EXERCISE INPUT

------------------------------------------------------------

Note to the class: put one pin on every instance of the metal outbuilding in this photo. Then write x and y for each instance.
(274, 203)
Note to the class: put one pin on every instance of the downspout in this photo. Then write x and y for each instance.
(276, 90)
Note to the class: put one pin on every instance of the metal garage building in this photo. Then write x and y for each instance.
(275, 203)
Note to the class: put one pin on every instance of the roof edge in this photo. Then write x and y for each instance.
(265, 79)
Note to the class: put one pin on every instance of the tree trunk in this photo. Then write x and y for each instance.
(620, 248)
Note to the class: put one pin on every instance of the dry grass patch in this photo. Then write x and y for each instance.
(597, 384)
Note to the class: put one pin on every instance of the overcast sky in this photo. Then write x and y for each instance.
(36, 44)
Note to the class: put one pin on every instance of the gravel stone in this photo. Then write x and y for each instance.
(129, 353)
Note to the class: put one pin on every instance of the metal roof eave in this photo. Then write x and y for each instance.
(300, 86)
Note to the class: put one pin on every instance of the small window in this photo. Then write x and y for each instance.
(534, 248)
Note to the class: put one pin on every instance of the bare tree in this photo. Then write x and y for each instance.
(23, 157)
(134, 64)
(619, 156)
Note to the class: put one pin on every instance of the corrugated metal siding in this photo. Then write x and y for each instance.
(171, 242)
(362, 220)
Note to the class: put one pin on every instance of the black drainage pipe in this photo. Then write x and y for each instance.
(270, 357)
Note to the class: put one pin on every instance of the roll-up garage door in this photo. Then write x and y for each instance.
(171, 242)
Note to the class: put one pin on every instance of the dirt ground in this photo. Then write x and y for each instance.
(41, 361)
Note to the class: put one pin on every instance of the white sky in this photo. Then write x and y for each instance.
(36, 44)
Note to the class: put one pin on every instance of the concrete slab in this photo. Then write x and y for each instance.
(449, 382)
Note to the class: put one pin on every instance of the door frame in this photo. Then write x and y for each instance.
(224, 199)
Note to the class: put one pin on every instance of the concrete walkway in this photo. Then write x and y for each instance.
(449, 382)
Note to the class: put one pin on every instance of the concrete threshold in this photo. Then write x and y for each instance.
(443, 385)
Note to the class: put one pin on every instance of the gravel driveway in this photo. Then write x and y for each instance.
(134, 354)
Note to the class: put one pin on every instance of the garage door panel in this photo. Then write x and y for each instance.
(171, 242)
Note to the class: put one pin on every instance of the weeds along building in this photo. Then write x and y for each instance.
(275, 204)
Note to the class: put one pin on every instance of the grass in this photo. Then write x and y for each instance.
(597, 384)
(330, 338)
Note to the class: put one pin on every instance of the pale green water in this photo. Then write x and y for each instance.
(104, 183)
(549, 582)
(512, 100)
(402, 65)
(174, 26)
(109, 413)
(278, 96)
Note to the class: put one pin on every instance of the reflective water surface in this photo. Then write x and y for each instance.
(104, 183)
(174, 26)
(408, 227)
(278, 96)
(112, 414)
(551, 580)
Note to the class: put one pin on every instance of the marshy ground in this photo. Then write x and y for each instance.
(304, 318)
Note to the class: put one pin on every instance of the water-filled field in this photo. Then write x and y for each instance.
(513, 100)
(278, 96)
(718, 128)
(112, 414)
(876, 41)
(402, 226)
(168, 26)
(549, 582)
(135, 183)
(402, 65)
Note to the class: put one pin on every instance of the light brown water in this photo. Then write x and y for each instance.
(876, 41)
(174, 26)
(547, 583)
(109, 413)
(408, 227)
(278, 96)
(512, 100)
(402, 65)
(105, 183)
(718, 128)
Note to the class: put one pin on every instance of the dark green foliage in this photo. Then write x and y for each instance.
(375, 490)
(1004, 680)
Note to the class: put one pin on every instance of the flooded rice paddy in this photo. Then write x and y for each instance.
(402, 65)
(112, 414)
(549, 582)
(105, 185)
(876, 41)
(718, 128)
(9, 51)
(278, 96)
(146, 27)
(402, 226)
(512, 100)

------------------------------------------------------------

INSTRUCTIONS TO FOLLOW
Can you restate every record above word for word?

SOLUTION TO THIS PROBLEM
Note to the class: put one pin on every instance of the metal outbuilding in this photo. Then write x and y for each instance.
(274, 203)
Note to the class: put one pin on every instance of the downspout in this photo. Then write x and y for each instance.
(276, 90)
Note to the class: put one pin on every instance of the metal garage building in this photo. Then write x and y for each instance.
(275, 203)
Note to the class: put one pin on every instance of the roof edge in this photo. Then write x and y for each instance.
(265, 79)
Note to the class: put one pin on every instance of the tree trunk in this photo. Then write x and y for each instance.
(620, 248)
Note to the class: put one pin on every instance of the dry grass patch in this photo. Then write x and y for each instance.
(597, 384)
Note to the class: put one pin on every instance of the overcast sky in this photo. Then write x and y for each instance.
(36, 44)
Note to the class: put one pin on every instance of the gravel stone in this photo. Then write x and y for each instance.
(129, 353)
Note to the class: put one pin on every instance of the metal roof eave in this photo. Then write x and y for each instance.
(300, 86)
Note to the class: put one pin on every instance of the small window in this photo. Then write x and y for each instance.
(534, 248)
Note to the class: put one pin on every instance of the bare tree in this photo. Then write x and y for each instance.
(23, 157)
(134, 64)
(619, 156)
Note to the class: put one pin on every instance of the corrugated metal siding in this photo. Then write x and y for each instance.
(171, 242)
(362, 220)
Note to the class: put one pin on every instance of the black drainage pipe in this photo. Then write x and y for each instance.
(270, 357)
Note to the class: put one pin on every instance of the roll-up garage door in this photo. Then write x and y for each instance.
(171, 242)
Note to the class: put one pin on every instance of the dirt ground in this photo. Then write x and y for each instance.
(41, 361)
Note to the class: put one pin on every instance of the white sky in this photo. Then write x and y for each instance.
(36, 44)
Note to the class: put one pin on every instance of the concrete slab in this photo. Then write x and y for each instance.
(449, 382)
Note to the class: put one pin on every instance of the door frame in this photo. Then write x and y for each instance.
(224, 199)
Note to the class: put one pin on every instance of the concrete walkway in this photo. Then write x and y for each instance.
(449, 382)
Note to the class: put one pin on every instance of the concrete threshold in this photo. Then write x and y for each instance.
(443, 385)
Note to the class: put one pin on every instance of the gravel driveway in this photo. Then write x and y for each instance.
(134, 354)
Note to the class: put one pin on every instance of the garage door panel in this photo. Then write x and y for each instance.
(171, 242)
Note to the class: put one pin on every instance of the weeds along building in this photo. Then write x and y for each instance.
(275, 204)
Note to the class: put one pin on every instance of the grass in this photo. Then write x and y for each instance.
(597, 384)
(330, 338)
Note to the class: put one pin on every instance of the pale green water in this photo. Then write x and y for each instance.
(104, 183)
(549, 582)
(512, 100)
(402, 65)
(174, 26)
(109, 413)
(278, 96)
Note to the class: put one pin on every instance of the reflective water surface in this photo. Then write x and y for each instance.
(104, 183)
(174, 26)
(408, 227)
(278, 96)
(112, 414)
(551, 580)
Note to the class: put one pin on every instance of the marshy ground in this photo. Then write x and y for each instance.
(304, 318)
Note to the class: put one pin on every instance of the water-filled field in this photo. Then write x and y for each instance.
(513, 100)
(278, 96)
(718, 128)
(112, 414)
(876, 41)
(402, 226)
(168, 26)
(549, 582)
(135, 183)
(402, 65)
Note to the class: put one pin on every instance of the light brown water in this photo. Then write x and y for each instance.
(876, 41)
(174, 26)
(547, 583)
(109, 413)
(408, 227)
(278, 96)
(512, 100)
(402, 65)
(105, 183)
(718, 128)
Note to the class: put one pin on every instance of the dark green foliage in this photo. Then write x and y for each instance.
(375, 490)
(1004, 680)
Note to the class: put one pin on every instance of the flooded rice paddy in this photo. Then write x and y for each instance.
(402, 65)
(112, 414)
(549, 582)
(105, 185)
(876, 41)
(718, 128)
(9, 51)
(278, 96)
(146, 27)
(402, 226)
(512, 100)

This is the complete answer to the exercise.